───── DATASET ENTRIES

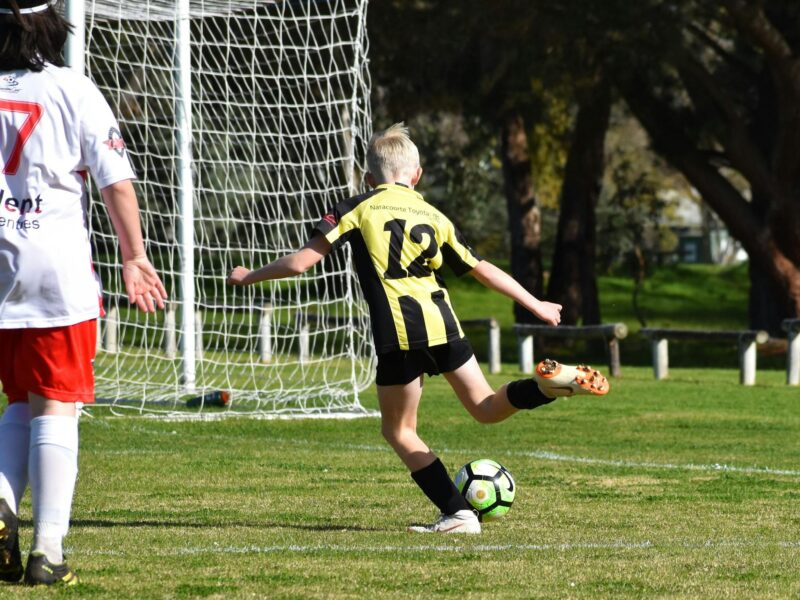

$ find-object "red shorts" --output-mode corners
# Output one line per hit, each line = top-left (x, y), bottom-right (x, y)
(0, 319), (97, 404)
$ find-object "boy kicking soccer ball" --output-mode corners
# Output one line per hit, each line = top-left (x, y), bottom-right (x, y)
(228, 124), (609, 533)
(0, 0), (166, 584)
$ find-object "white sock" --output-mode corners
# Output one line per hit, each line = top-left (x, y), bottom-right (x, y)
(0, 402), (31, 514)
(28, 416), (78, 564)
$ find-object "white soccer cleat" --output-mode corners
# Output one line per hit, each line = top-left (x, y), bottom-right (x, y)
(408, 509), (481, 533)
(534, 358), (611, 398)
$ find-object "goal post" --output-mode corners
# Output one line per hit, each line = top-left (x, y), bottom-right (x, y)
(66, 0), (374, 416)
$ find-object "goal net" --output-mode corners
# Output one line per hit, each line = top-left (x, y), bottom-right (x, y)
(77, 0), (373, 416)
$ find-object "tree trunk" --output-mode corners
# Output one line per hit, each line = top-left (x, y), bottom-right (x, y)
(548, 81), (611, 325)
(620, 77), (800, 336)
(500, 113), (543, 323)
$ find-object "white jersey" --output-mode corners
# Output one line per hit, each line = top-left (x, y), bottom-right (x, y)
(0, 64), (134, 329)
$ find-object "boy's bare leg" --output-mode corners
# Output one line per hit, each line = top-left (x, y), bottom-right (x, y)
(378, 377), (480, 533)
(378, 377), (436, 473)
(444, 356), (518, 423)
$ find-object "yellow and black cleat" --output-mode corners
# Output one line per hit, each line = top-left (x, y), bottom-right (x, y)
(25, 551), (78, 585)
(0, 499), (22, 582)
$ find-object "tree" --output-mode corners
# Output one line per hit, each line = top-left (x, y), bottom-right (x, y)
(615, 0), (800, 334)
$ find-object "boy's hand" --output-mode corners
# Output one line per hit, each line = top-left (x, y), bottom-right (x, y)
(122, 256), (167, 312)
(533, 301), (561, 325)
(227, 267), (250, 285)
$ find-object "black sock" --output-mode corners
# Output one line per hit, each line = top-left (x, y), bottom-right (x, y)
(411, 458), (470, 515)
(506, 379), (555, 410)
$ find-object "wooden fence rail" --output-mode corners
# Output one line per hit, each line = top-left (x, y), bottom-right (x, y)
(514, 323), (628, 377)
(640, 328), (769, 385)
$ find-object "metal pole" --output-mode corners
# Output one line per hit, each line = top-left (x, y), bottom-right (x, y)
(175, 0), (196, 392)
(64, 0), (86, 73)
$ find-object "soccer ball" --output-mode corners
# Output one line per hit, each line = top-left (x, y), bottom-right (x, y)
(455, 458), (517, 521)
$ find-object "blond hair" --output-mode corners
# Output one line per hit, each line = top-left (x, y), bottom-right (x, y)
(367, 122), (419, 183)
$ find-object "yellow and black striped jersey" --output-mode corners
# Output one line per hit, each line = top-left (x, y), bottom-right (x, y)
(314, 183), (481, 354)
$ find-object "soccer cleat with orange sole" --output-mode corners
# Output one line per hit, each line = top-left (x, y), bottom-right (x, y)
(534, 358), (611, 398)
(24, 550), (78, 586)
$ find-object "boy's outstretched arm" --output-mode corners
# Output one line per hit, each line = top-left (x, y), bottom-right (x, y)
(100, 179), (167, 312)
(227, 234), (331, 285)
(469, 260), (561, 325)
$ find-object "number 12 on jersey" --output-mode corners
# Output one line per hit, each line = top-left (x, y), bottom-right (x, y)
(383, 219), (439, 279)
(0, 100), (44, 175)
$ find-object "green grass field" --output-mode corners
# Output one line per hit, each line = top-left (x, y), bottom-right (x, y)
(0, 268), (800, 599)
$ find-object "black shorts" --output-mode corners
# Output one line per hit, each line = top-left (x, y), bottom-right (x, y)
(375, 338), (474, 385)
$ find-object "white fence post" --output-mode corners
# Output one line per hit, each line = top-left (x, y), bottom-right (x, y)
(488, 319), (502, 373)
(783, 319), (800, 385)
(164, 302), (178, 358)
(739, 336), (756, 385)
(517, 333), (533, 374)
(104, 306), (119, 354)
(652, 338), (669, 379)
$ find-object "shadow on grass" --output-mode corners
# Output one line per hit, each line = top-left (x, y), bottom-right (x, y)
(55, 519), (389, 532)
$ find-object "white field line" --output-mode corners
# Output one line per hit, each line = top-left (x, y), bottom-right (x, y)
(93, 425), (800, 477)
(75, 540), (800, 557)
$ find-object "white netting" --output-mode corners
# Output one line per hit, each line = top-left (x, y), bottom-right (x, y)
(85, 0), (373, 414)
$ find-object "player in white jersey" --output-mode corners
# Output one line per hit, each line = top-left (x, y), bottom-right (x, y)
(0, 0), (167, 584)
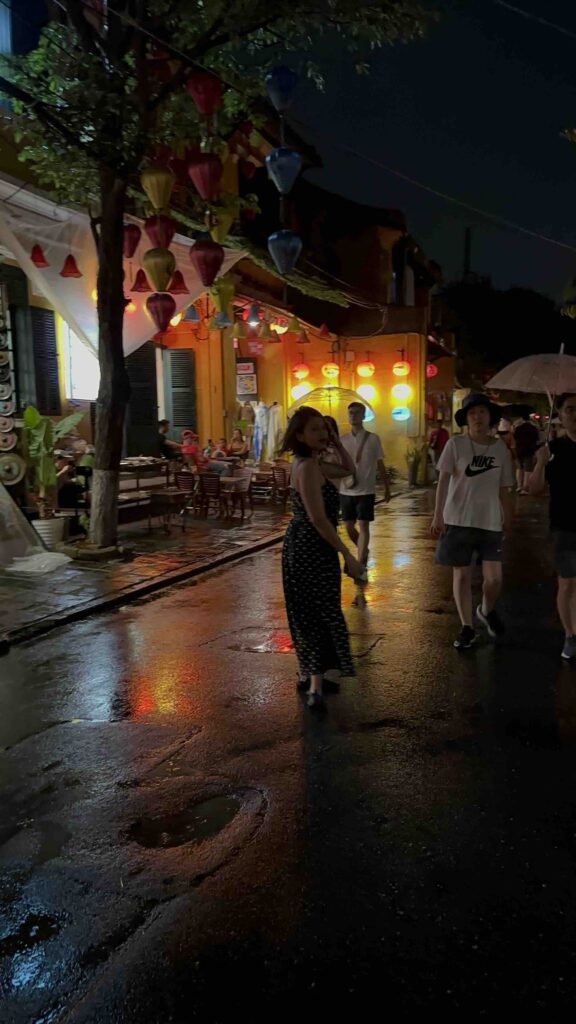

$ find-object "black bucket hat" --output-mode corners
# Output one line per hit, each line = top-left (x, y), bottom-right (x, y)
(454, 391), (502, 427)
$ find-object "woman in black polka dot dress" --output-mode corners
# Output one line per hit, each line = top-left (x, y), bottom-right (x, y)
(282, 406), (364, 710)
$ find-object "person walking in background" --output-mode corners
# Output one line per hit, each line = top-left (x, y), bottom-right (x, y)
(431, 393), (515, 648)
(340, 401), (390, 565)
(282, 406), (364, 711)
(515, 413), (540, 495)
(528, 394), (576, 660)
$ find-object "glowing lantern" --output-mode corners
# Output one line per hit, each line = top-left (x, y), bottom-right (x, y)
(392, 384), (412, 401)
(188, 153), (223, 202)
(322, 362), (340, 381)
(142, 249), (176, 292)
(146, 292), (176, 332)
(140, 167), (176, 210)
(30, 246), (50, 270)
(266, 146), (302, 196)
(290, 381), (312, 401)
(130, 270), (152, 292)
(145, 213), (176, 249)
(356, 361), (376, 377)
(392, 359), (410, 377)
(357, 384), (376, 401)
(168, 270), (189, 295)
(190, 239), (224, 288)
(268, 228), (302, 275)
(60, 255), (82, 278)
(122, 224), (142, 259)
(392, 406), (410, 423)
(186, 68), (223, 117)
(292, 362), (310, 381)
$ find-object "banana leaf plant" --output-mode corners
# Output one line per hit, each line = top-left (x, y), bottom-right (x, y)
(24, 406), (84, 519)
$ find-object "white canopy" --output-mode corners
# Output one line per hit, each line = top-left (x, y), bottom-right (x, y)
(0, 177), (246, 355)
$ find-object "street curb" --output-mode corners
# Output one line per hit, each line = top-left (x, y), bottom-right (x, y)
(0, 490), (412, 654)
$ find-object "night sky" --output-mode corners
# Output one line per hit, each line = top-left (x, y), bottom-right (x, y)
(292, 0), (576, 299)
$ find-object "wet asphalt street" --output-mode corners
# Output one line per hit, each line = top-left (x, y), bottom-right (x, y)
(0, 495), (576, 1024)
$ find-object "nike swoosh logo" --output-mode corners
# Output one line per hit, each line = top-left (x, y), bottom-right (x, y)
(464, 466), (496, 476)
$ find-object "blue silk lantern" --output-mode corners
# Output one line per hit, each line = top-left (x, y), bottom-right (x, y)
(268, 228), (302, 274)
(264, 67), (298, 114)
(266, 146), (302, 196)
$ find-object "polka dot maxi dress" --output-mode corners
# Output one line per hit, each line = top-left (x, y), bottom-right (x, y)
(282, 482), (355, 678)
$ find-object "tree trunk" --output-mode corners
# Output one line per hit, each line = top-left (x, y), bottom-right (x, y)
(90, 168), (130, 548)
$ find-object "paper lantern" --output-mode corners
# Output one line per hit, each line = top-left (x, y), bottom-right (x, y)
(188, 153), (223, 202)
(146, 292), (176, 333)
(268, 228), (302, 275)
(292, 362), (310, 381)
(168, 270), (190, 295)
(30, 246), (50, 270)
(122, 224), (142, 259)
(145, 213), (176, 249)
(142, 249), (176, 292)
(322, 362), (340, 381)
(356, 360), (376, 377)
(392, 406), (410, 423)
(264, 67), (298, 114)
(60, 255), (82, 278)
(140, 167), (176, 210)
(392, 384), (412, 401)
(130, 270), (152, 292)
(265, 146), (302, 196)
(190, 239), (224, 288)
(186, 68), (223, 117)
(392, 359), (411, 377)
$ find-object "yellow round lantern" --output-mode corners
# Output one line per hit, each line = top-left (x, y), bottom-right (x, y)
(292, 362), (310, 381)
(356, 359), (376, 377)
(392, 359), (411, 377)
(322, 362), (340, 381)
(392, 384), (412, 401)
(142, 249), (176, 292)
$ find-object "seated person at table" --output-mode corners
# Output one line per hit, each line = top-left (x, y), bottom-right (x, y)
(229, 427), (250, 459)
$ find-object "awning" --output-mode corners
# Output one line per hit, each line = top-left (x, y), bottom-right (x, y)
(0, 178), (246, 355)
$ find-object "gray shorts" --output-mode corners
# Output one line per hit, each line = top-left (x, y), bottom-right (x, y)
(552, 529), (576, 580)
(436, 526), (502, 568)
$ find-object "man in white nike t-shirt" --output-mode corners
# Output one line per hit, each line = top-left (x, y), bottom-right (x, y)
(431, 394), (515, 648)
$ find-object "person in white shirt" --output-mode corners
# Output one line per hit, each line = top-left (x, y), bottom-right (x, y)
(430, 393), (515, 648)
(340, 401), (390, 565)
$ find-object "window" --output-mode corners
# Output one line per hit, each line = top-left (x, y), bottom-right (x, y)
(61, 321), (100, 401)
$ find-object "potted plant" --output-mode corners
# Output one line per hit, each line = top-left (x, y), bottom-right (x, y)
(24, 406), (84, 548)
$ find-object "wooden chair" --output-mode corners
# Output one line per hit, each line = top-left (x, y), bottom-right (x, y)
(272, 466), (290, 511)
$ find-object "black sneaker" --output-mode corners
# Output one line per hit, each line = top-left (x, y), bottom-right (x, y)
(476, 604), (506, 637)
(454, 626), (477, 650)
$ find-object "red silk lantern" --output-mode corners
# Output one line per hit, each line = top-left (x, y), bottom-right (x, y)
(145, 213), (176, 249)
(30, 246), (50, 270)
(186, 68), (223, 117)
(60, 254), (82, 278)
(168, 270), (189, 295)
(146, 292), (176, 332)
(122, 224), (142, 259)
(188, 153), (223, 202)
(130, 270), (152, 292)
(190, 239), (224, 288)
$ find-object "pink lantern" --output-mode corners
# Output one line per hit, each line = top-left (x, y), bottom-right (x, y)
(146, 292), (176, 332)
(190, 239), (224, 288)
(186, 68), (223, 117)
(188, 153), (222, 202)
(122, 224), (142, 259)
(145, 213), (176, 249)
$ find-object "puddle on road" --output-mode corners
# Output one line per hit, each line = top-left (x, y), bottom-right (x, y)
(0, 913), (60, 956)
(128, 797), (241, 850)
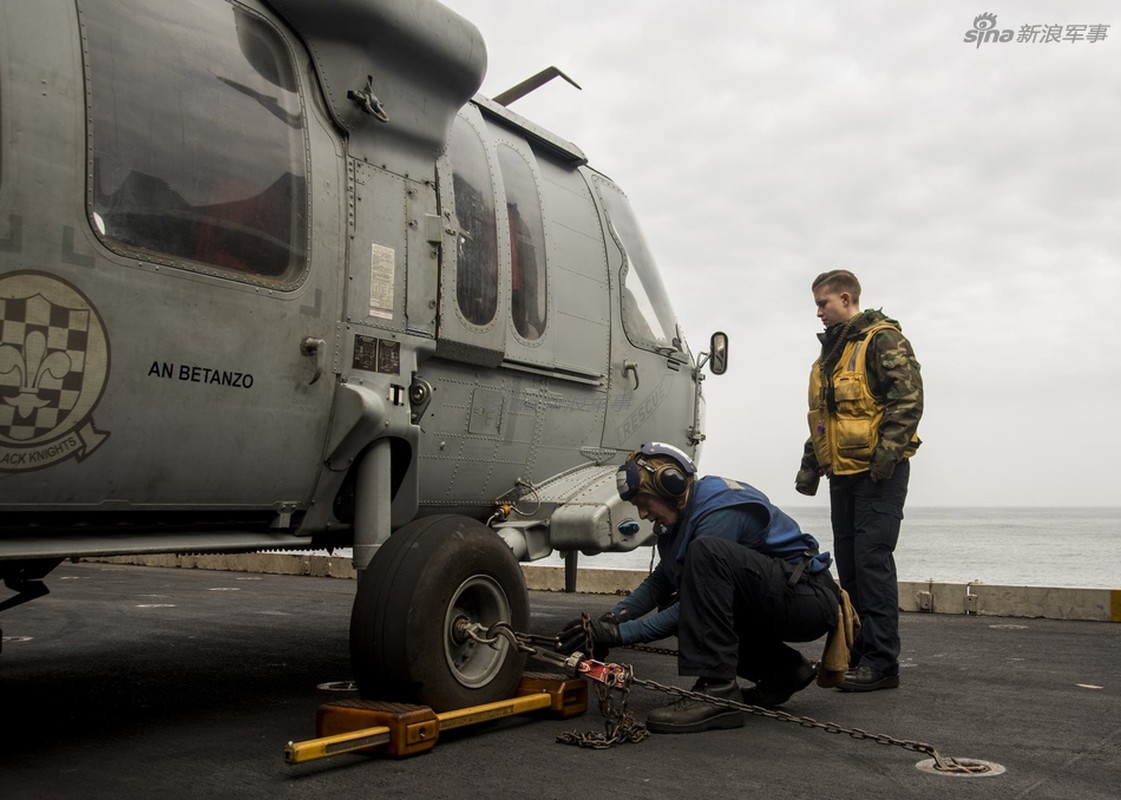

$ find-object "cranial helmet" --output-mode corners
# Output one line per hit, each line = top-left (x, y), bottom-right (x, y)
(615, 441), (697, 503)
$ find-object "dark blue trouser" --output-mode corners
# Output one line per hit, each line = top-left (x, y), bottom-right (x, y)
(677, 536), (839, 682)
(830, 458), (910, 675)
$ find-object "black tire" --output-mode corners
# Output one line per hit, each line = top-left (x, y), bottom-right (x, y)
(351, 514), (529, 711)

──────────

**WHAT YOU ARE ASKED TO DO**
Copy out the rows word for word, from the very start through the line that contains "(615, 0), (800, 334)", and leave out the pictures.

**COMPLETE RESPONSE**
$ find-object "red shorts" --output-mode corners
# Output one line per hit, each line = top-left (x, y), bottom-right (x, y)
(0, 319), (97, 404)
$ find-object "boy kicking soccer ball" --output-mode corners
# Output one line per hit, each line = top-left (x, y), bottom-right (x, y)
(228, 124), (609, 533)
(0, 0), (166, 584)
$ find-object "white sock" --output-mode corners
# Output one line per hit, each line = top-left (x, y), bottom-right (x, y)
(0, 402), (31, 514)
(28, 416), (78, 564)
$ find-object "white soccer cleat" --output-mode corners
# Output one line per hit, each line = top-left (x, y), bottom-right (x, y)
(408, 509), (481, 533)
(534, 358), (611, 398)
$ find-object "goal post" --output-mode corners
# Output one line per hit, each line = top-left (x, y), bottom-right (x, y)
(66, 0), (374, 416)
$ find-object "goal net" --output-mode corners
# Output one line per hit, each line = top-left (x, y), bottom-right (x, y)
(77, 0), (373, 416)
$ find-object "tree trunk" --output-mode corners
# Output one line per hit, each line = top-left (x, y), bottom-right (x, y)
(548, 81), (611, 325)
(620, 77), (800, 336)
(500, 113), (543, 323)
$ find-object "white jersey" --output-mode corners
# Output one line per hit, each line = top-left (x, y), bottom-right (x, y)
(0, 64), (134, 329)
$ find-object "boy's bare leg" --output-mode corners
# Output one line per hit, each line = top-left (x, y), bottom-right (x, y)
(378, 377), (480, 533)
(378, 377), (436, 473)
(444, 356), (518, 423)
$ find-object "yellow and black cleat" --output-mode corners
# Output one line per hit, each line = top-left (x, y), bottom-right (x, y)
(25, 551), (78, 585)
(0, 499), (22, 582)
$ find-object "tree" --output-mode corners
# Output one line per hit, each line = top-left (x, y), bottom-right (x, y)
(615, 0), (800, 334)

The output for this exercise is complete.